• _APPLY WHAT YOU READ_:
**1)** Using the text on the stem cell funding poll, answer:
(a) What percentage of Americans oppose federal funding of embryonic stem cell research?
(b) What is the number of the bill the House may vote on?
(c) What title does Richard M. Doerflinger hold?
**2)** List every percentage reported in the text on the stem cell funding poll, and say what each one measures.

• _TEXT SEGMENT_:
▬▬▬▬▬▬▬▬▬▬

(cap tip: Insight Scoop)
A majority of Americans, 52 percent, oppose federal funding of embryonic stem cell research while just 36 percent support it, according to a new poll commissioned by the Secretariat for Pro-Life Activities of the U.S. Conference of Catholic Bishops (USCCB).
Such funding is being considered by the U.S. House of Representatives, which may soon vote on a bill (H.R. 810) to fund research requiring human embryos to be destroyed for their stem cells.
When respondents were told that scientists disagree on whether embryonic stem cells, or stem cells from adult tissues and umbilical cord blood, may end up being most successful in treating diseases, 60% favored funding only the research avenues that raise no moral problem, while 22% favored funding all stem cell research including the kind that involves destroying embryos.
“It is always wrong for government to promote the destruction of innocent human life,” said Richard M. Doerflinger, Deputy Director of the USCCB Secretariat for Pro-Life Activities. “To do so when a clear majority of the taxpayers themselves reject this approach would be especially irresponsible.”

▬▬▬▬▬▬▬▬▬▬

• _THE DATA_:
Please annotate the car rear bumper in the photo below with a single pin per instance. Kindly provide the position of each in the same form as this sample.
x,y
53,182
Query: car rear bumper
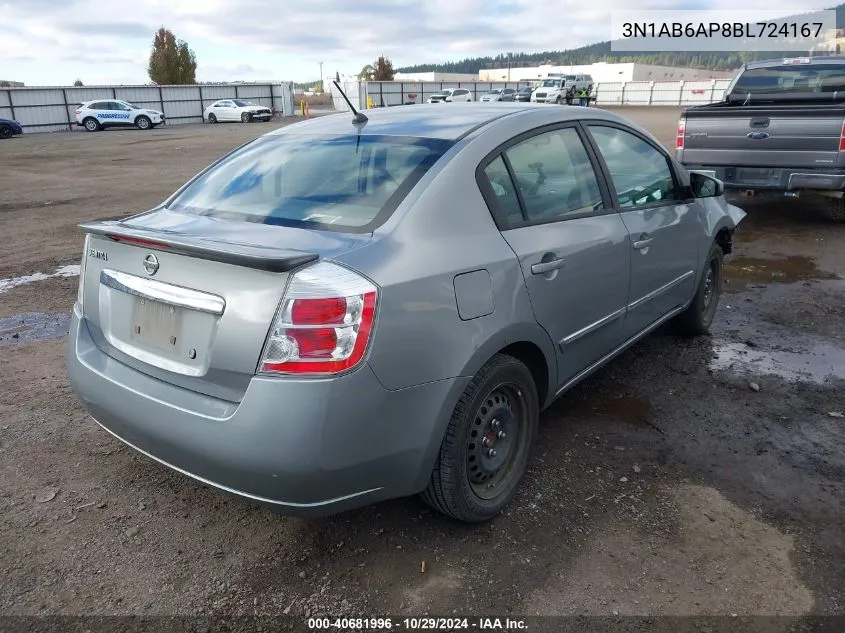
x,y
776,178
304,447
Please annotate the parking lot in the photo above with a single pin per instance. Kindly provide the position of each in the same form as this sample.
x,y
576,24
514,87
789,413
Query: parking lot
x,y
702,477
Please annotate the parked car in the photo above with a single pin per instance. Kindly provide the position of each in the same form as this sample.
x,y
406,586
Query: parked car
x,y
317,331
499,94
10,128
524,94
236,110
778,130
561,89
103,113
459,94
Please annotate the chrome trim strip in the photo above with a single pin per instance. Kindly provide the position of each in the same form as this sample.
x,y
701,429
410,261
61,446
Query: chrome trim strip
x,y
619,349
655,293
592,327
165,293
233,491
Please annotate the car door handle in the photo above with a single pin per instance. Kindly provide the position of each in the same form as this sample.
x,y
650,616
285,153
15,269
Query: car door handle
x,y
544,267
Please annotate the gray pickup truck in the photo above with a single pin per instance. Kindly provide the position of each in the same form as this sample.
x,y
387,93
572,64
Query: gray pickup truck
x,y
779,129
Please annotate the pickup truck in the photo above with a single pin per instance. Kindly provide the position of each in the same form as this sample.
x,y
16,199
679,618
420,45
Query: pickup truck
x,y
780,129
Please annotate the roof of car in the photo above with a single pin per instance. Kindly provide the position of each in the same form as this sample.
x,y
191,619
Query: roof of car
x,y
444,121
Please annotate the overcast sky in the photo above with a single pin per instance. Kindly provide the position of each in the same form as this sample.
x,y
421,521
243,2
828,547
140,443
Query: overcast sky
x,y
54,42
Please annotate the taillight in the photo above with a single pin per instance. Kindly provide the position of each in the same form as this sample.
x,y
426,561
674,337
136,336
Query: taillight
x,y
323,324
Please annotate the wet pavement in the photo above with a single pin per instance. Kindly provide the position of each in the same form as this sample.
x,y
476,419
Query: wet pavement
x,y
28,327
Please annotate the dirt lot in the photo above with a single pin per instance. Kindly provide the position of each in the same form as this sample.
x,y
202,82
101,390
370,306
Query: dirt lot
x,y
667,484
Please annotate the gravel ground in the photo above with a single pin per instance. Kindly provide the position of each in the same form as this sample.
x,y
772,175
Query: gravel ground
x,y
687,478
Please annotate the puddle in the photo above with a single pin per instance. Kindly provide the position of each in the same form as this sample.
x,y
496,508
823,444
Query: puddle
x,y
630,409
33,326
820,364
62,271
740,272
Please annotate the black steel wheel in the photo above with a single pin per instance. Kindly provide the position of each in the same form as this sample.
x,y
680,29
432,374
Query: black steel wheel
x,y
487,447
698,317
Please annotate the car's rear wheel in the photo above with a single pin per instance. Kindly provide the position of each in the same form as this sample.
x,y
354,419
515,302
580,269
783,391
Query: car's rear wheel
x,y
698,317
485,452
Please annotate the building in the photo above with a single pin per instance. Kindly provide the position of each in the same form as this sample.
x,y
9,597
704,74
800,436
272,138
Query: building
x,y
434,76
603,72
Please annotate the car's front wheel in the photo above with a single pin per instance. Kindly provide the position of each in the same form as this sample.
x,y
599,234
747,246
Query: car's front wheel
x,y
485,452
696,319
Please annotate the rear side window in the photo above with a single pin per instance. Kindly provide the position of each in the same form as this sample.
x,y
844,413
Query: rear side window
x,y
338,183
555,176
640,172
792,78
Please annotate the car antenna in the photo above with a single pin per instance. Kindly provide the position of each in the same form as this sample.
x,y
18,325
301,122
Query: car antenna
x,y
359,117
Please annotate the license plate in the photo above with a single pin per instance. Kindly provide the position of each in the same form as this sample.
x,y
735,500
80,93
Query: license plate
x,y
753,175
156,324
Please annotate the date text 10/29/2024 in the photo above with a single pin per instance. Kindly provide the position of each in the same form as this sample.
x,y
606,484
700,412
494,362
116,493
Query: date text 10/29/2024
x,y
418,624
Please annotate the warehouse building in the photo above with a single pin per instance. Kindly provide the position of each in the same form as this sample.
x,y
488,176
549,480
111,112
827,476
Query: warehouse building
x,y
434,76
602,72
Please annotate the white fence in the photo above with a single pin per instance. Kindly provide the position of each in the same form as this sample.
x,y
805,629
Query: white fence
x,y
52,109
630,93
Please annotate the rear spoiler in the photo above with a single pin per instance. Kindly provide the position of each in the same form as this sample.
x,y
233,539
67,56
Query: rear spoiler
x,y
276,260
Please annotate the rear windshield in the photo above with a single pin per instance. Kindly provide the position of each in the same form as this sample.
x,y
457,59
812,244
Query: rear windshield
x,y
340,183
792,78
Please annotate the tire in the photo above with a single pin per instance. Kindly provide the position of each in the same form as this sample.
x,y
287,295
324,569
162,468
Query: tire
x,y
696,319
835,209
472,481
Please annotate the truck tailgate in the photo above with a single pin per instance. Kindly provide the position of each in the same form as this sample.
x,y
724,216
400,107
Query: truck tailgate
x,y
803,136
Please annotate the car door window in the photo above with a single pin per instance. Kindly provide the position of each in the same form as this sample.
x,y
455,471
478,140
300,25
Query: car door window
x,y
640,172
504,190
555,176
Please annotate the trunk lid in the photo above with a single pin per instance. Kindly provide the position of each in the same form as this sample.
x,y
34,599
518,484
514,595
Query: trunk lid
x,y
806,136
189,299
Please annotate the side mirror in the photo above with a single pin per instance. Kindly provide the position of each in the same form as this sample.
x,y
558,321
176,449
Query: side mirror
x,y
704,186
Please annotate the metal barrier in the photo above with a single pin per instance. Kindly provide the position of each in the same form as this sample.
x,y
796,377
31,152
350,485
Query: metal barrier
x,y
52,109
631,93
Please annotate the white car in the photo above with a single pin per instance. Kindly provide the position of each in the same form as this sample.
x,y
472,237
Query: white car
x,y
236,110
102,113
451,94
559,89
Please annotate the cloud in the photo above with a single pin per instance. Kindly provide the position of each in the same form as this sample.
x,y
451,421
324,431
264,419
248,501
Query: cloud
x,y
288,39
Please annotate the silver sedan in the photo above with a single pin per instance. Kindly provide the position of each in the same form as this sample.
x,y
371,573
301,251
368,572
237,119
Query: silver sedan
x,y
350,310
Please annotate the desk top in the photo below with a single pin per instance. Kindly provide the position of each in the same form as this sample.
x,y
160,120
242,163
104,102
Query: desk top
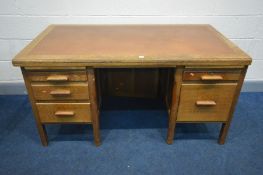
x,y
130,45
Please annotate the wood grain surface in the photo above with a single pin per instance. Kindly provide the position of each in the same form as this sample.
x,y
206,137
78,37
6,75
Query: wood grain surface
x,y
130,45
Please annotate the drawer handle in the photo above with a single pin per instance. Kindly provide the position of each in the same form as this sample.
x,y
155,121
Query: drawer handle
x,y
205,103
65,113
57,78
60,92
211,77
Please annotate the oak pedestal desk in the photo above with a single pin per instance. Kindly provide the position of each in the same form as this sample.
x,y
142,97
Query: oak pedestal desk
x,y
203,71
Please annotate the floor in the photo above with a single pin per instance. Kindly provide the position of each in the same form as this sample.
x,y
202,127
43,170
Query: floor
x,y
133,142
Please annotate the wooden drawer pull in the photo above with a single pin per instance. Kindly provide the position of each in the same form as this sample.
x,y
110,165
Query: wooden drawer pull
x,y
57,78
60,92
211,77
64,113
205,103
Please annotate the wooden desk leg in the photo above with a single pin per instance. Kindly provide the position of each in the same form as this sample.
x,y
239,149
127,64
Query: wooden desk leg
x,y
43,134
225,126
174,104
94,105
41,128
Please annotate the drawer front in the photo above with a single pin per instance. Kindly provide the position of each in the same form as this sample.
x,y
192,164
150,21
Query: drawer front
x,y
64,112
213,75
70,91
205,102
56,76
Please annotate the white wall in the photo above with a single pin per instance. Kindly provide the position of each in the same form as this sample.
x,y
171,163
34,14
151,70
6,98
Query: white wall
x,y
22,20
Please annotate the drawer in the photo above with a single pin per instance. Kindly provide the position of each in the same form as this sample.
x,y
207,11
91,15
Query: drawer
x,y
205,102
69,91
64,112
211,75
57,76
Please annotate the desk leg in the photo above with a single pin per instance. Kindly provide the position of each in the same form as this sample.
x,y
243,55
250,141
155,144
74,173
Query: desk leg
x,y
94,105
225,126
174,104
41,127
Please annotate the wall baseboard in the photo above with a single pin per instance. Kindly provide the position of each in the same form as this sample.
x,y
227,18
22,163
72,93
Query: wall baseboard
x,y
18,88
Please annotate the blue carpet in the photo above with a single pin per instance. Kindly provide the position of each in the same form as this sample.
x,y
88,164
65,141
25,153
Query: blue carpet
x,y
133,142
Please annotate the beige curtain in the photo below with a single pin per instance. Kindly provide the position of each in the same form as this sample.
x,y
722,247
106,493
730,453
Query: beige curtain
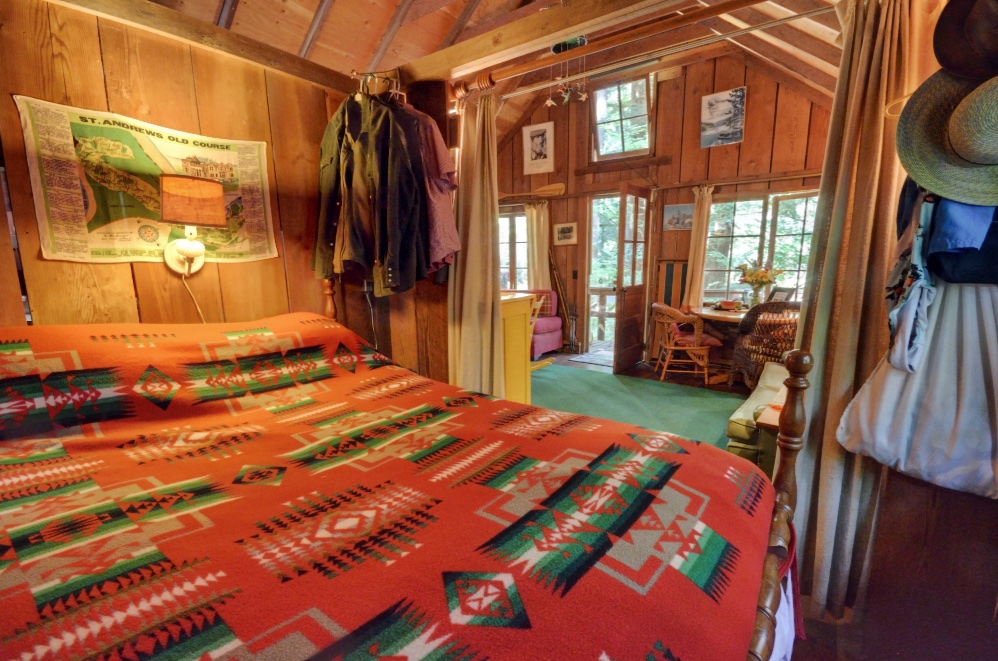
x,y
703,194
473,299
538,243
844,318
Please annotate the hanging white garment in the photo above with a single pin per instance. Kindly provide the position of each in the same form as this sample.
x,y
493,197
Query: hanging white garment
x,y
940,423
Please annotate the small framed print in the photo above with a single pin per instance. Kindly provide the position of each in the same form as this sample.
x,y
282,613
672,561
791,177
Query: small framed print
x,y
722,118
677,217
780,294
565,235
538,148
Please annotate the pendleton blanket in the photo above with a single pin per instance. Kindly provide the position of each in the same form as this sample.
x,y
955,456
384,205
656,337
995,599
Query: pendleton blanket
x,y
279,490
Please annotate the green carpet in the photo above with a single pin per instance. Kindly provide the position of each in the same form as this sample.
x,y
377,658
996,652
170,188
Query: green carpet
x,y
695,413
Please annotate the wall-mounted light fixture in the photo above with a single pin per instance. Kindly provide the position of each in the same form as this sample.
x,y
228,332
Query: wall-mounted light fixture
x,y
192,202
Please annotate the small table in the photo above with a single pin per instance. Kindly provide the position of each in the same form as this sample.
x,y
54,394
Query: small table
x,y
729,318
723,316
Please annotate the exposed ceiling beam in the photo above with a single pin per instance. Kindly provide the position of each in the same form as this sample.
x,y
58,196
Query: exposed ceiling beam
x,y
226,14
503,19
469,8
160,20
798,50
767,51
805,88
810,25
740,37
790,34
318,18
536,32
389,34
421,8
829,20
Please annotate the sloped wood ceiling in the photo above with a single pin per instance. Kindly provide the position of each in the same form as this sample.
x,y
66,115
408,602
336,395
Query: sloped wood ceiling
x,y
368,35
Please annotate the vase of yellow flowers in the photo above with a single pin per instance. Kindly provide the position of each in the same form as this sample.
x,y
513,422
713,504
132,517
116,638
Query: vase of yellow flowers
x,y
757,277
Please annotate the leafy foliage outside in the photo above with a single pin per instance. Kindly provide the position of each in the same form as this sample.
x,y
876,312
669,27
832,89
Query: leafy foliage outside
x,y
622,118
747,232
603,266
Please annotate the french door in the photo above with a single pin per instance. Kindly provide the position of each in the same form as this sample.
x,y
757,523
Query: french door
x,y
628,345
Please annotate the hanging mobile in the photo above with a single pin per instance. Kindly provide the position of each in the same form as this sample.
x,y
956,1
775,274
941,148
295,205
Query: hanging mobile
x,y
550,102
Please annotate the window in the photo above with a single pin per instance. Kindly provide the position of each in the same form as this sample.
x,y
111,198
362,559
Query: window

▬▬▬▬▬▬▬▬▬▬

• _ANSWERS TO THE EXERCISE_:
**1)**
(a) 52 percent
(b) H.R. 810
(c) Deputy Director of the USCCB Secretariat for Pro-Life Activities

**2)**
- 52 percent: Americans who oppose federal funding of embryonic stem cell research
- 36 percent: Americans who support that funding
- 60%: respondents who favored funding only the research avenues that raise no moral problem, once they were told that scientists disagree
- 22%: respondents who favored funding all stem cell research, including the kind that involves destroying embryos